Once Upon a Wild Time


A Fable You’ve Heard Before But Hear Me Out I Have A Point


Once upon a time in the far, far ago, there was a brutal bastard of a king.


(This post has no political commentary; you’re safe. It’s FAR too self-serving for that.)


This king’s claim to infamy was that he would marry a beautiful woman each night and kill her with the rising sun, mowing through his country’s female population like a scythe through wheat. (The “ago” had some wild notions of good governorship, huh? Things like this seemed to happen a LOT in the ago.)


This went on for a while. His courtiers grew nervous and edgy and all sent their daughters off to finishing school in Switzerland. One night, the king had a bit of a headache, and the Bride Of The Day (who was extremely clever) said “King, darling—instead of raping me now, why don’t I just tell you a nice bedtime story and you can kill me in the morning?”


And the king thought that was a pretty good idea. So he lay down and his scimitar-armed bodyguards moved closer to make sure that Scherry (that was her name) wasn’t going to try to stab the king with her perfectly-coifed nails or something while he slept, and Scherry began her tale.


She told him a great, gripping story (it was Ali Baba and the Forty Thieves, which, if you remember, is one swinging good tale) and the king rolled over on his pillow to watch her speak. He forgot about his headache, and the bodyguards crept forward to make sure they didn’t miss a word.


She was a great yarn-spinner, and they were all caught up in the story. She’d just reached a thrilling moment in the tale when she stopped and looked out the high arched window.


“It’s just about dawn. I guess you have to have your guards kill me now. I’ll go quietly.”


The collective chorus of “No!” was so emphatic that the bodyguards realized they’d relaxed their guard, and the king thought that perhaps this was beneath his dignity. Still, what happened next in the story?


“I have to go do kingly things now,” he said, trying to look regal, “but I guess I won’t kill you this morning. You can finish the story tonight and I’ll have you killed tomorrow.”

□ □ □

__Problems and tasks__
a) Print the stretch of the fable from "She told him" through "in the story?".
b) In the fable, which story does Scherry tell the king?
c) List each thing the fable says the king's bodyguards did.
The data that follow have no connection to the fable.

(Raw records)
□ □ □

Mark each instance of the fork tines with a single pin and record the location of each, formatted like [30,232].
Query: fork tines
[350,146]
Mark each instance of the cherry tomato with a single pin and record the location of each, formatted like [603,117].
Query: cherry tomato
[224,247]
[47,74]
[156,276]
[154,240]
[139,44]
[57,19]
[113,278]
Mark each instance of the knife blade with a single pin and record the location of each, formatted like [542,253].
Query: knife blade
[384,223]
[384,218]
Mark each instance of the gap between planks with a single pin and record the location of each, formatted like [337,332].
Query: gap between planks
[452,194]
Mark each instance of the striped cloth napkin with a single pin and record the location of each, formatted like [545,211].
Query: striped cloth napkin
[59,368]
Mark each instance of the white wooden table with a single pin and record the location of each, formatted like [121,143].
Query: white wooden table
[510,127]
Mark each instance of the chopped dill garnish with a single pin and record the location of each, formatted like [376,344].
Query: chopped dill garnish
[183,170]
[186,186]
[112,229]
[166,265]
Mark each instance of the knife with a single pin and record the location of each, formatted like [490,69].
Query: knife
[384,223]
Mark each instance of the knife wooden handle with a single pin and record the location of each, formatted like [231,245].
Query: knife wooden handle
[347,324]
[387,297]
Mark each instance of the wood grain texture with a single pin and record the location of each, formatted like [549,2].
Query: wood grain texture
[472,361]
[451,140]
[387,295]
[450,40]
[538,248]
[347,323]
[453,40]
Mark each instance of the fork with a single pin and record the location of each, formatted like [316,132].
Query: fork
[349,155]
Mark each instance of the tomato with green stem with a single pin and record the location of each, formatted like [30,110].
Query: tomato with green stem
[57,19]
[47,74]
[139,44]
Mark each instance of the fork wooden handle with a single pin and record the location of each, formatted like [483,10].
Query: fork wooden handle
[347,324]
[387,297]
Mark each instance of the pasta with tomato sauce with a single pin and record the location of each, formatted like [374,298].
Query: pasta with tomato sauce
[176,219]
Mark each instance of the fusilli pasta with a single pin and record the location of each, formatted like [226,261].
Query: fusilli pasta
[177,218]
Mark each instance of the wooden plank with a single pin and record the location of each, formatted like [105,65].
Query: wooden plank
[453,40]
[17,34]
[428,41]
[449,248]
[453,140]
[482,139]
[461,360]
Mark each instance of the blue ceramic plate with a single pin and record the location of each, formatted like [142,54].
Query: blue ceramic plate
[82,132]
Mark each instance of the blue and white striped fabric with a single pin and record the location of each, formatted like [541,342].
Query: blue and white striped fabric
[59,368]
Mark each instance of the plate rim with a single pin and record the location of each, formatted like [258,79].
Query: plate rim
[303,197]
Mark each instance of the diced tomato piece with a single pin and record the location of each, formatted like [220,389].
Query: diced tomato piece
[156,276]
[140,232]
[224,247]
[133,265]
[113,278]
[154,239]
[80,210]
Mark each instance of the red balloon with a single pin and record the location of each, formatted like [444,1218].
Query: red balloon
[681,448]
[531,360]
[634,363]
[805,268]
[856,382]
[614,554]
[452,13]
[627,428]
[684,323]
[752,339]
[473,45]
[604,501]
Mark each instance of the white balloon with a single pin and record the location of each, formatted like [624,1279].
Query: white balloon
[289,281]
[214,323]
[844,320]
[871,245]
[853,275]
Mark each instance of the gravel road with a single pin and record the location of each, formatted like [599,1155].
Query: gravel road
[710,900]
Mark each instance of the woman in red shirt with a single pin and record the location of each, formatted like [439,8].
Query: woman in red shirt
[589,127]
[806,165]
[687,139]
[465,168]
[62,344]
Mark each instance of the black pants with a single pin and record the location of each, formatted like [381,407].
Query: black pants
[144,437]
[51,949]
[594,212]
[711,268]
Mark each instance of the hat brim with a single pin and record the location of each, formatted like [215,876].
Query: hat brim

□ □ □

__Answers to the exercise__
a)
She told him a great, gripping story (it was Ali Baba and the Forty Thieves, which, if you remember, is one swinging good tale) and the king rolled over on his pillow to watch her speak. He forgot about his headache, and the bodyguards crept forward to make sure they didn’t miss a word.


She was a great yarn-spinner, and they were all caught up in the story. She’d just reached a thrilling moment in the tale when she stopped and looked out the high arched window.


“It’s just about dawn. I guess you have to have your guards kill me now. I’ll go quietly.”


The collective chorus of “No!” was so emphatic that the bodyguards realized they’d relaxed their guard, and the king thought that perhaps this was beneath his dignity. Still, what happened next in the story?

b) Ali Baba and the Forty Thieves.

c)
- They moved closer to make sure Scherry wasn't going to try to stab the king while he slept.
- They crept forward to make sure they didn't miss a word of the story.
- They realized they'd relaxed their guard.